_SUPPLIED ENTRIES_
---
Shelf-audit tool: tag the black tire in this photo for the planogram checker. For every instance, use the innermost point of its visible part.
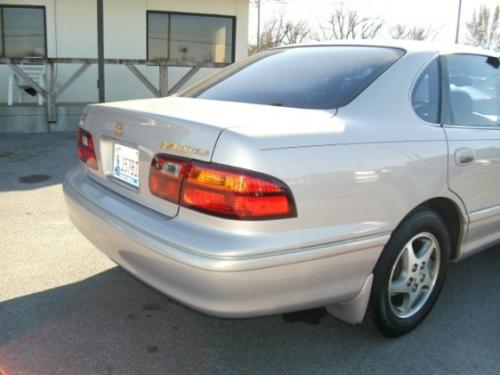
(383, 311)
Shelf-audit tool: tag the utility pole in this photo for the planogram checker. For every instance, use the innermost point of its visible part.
---
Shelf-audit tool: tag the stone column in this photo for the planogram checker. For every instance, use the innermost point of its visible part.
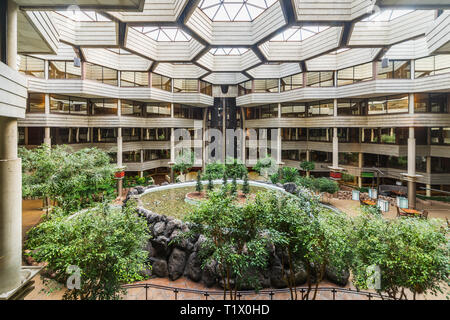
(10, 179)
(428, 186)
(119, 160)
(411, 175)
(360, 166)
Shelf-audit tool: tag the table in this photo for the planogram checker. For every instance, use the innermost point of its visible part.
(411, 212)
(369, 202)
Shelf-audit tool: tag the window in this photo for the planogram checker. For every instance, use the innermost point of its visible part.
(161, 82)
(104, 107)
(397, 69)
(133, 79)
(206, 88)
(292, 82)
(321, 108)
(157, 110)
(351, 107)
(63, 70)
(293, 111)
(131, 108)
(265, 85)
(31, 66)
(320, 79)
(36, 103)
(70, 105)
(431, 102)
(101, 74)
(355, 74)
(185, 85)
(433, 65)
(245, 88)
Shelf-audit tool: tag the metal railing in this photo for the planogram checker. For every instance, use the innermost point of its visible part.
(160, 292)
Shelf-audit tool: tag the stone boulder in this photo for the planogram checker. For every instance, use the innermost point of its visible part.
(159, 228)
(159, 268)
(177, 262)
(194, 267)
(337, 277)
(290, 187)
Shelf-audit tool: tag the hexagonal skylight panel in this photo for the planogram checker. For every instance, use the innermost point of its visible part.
---
_SHORT PROBLEM_
Can you update the material from the line with "Shelf-audit tool: tag the black" up to and including the line with "Shelf-audit tool: tag the utility" by swapping "black tire" for "spare tire" and keeping everything else unchanged? Leave the pictures out of your answer.

_SOLUTION FOR THIS TASK_
Shelf-audit tool: tag the spare tire in this photo for the planogram checker. For every instance, use the innermost point of its visible part.
(383, 311)
Shelf-audit tool: tag the utility pole in this photo for the planogram checker. For every instance, use the innermost point of its visible part.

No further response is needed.